◆ PASSAGE PROVIDED:
Building Social World Models with Large Language Models¶

Conference: ICML 2026
arXiv: 2606.11482
Code: https://github.com/ulab-uiuc/social-world-model
Area: Time series forecasting / LLM / World models / Social computing
Keywords: Social World Model, Belief Dynamics, Prediction Markets, Latent Event Attribution, Posterior Guidance

TL;DR¶

This paper proposes the "Social World Model" (SWM), which treats collective beliefs as states and social events as exogenous actions. It utilizes an LLM as a transition engine to learn an event-conditioned state transition distribution \(P_\theta(\mathbf s_{t+1}\mid\mathbf s_t,e_t)\). By utilizing a frozen "hindsight posterior attributor" to provide pseudo-labels, it bypasses the challenge of missing "event \(\rightarrow\) belief change" annotations. SWM significantly outperforms time-series foundation models and strong baselines like GPT-5.5 on SWM-Bench, a benchmark constructed from real prediction markets (Kalshi/Polymarket).

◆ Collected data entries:
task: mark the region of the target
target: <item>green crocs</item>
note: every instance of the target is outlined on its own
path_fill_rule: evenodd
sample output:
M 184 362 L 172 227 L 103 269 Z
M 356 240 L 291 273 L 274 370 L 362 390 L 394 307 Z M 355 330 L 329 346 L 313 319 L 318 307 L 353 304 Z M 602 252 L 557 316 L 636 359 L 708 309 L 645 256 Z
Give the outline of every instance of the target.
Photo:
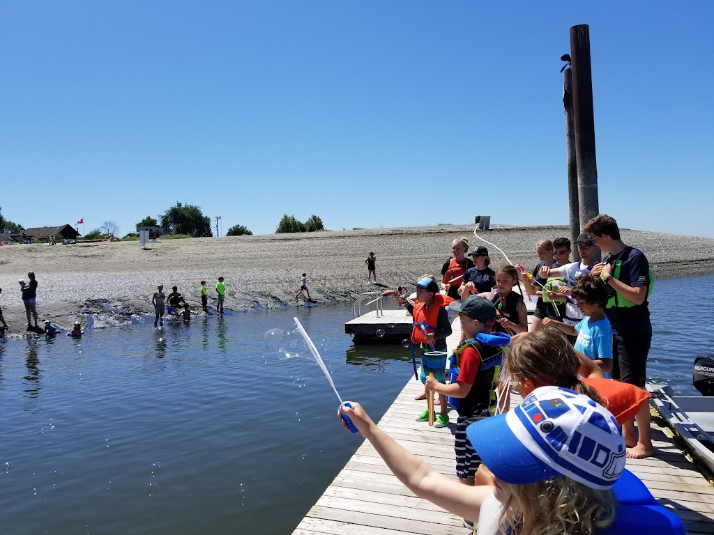
M 446 427 L 448 425 L 448 414 L 439 414 L 434 420 L 434 427 Z

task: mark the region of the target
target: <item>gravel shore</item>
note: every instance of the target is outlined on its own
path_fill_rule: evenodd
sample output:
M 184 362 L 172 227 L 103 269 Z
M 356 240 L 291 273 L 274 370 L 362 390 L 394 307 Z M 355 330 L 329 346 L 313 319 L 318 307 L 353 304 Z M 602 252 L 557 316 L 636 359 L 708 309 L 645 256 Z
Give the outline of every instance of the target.
M 567 234 L 565 226 L 498 226 L 478 233 L 526 268 L 537 262 L 536 241 Z M 303 272 L 313 300 L 350 301 L 378 289 L 367 282 L 364 260 L 370 251 L 377 257 L 378 282 L 396 287 L 423 273 L 438 275 L 459 236 L 468 237 L 472 248 L 485 245 L 473 226 L 440 225 L 159 240 L 146 250 L 138 242 L 6 245 L 0 248 L 0 304 L 9 332 L 24 332 L 17 281 L 31 270 L 39 283 L 41 322 L 50 319 L 65 328 L 87 315 L 95 327 L 127 322 L 132 315 L 153 316 L 151 296 L 159 282 L 167 294 L 177 285 L 200 311 L 199 281 L 208 280 L 215 295 L 218 275 L 226 277 L 226 308 L 233 310 L 301 305 L 295 295 Z M 622 237 L 647 255 L 657 278 L 714 272 L 714 240 L 630 230 Z M 492 266 L 506 262 L 486 246 Z

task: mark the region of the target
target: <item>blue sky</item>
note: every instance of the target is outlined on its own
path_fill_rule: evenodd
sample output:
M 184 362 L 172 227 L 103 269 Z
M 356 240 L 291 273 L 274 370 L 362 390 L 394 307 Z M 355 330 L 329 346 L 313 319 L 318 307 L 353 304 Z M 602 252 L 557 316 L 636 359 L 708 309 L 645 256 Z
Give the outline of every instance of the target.
M 714 2 L 0 4 L 0 205 L 177 201 L 223 230 L 565 224 L 561 54 L 590 25 L 600 211 L 714 237 Z M 80 229 L 81 230 L 81 229 Z

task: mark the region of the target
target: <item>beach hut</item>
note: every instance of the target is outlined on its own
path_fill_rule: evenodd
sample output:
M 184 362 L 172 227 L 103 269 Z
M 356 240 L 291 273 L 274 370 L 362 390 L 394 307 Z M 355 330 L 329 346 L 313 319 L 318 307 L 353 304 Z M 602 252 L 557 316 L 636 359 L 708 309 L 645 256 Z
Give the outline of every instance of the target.
M 33 241 L 46 241 L 47 235 L 60 240 L 76 240 L 81 235 L 71 225 L 61 225 L 59 227 L 33 227 L 26 228 L 24 233 Z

◆ PROBLEMS TO WORK ON:
[a] Answer these questions from the Social World Model summary:
(i) Which conference is listed for the paper?
(ii) From which two real prediction markets is SWM-Bench built?
(iii) What does SWM treat social events as?
[b] Translate this sentence from the Social World Model summary into Spanish: "This paper proposes the "Social World Model" (SWM), which treats collective beliefs as states and social events as exogenous actions."

◆ EXPECTED OUTPUTS:
[a]
(i) ICML 2026
(ii) Kalshi and Polymarket
(iii) Exogenous actions

[b] Este artículo propone el "Modelo de Mundo Social" (SWM), que trata las creencias colectivas como estados y los eventos sociales como acciones exógenas.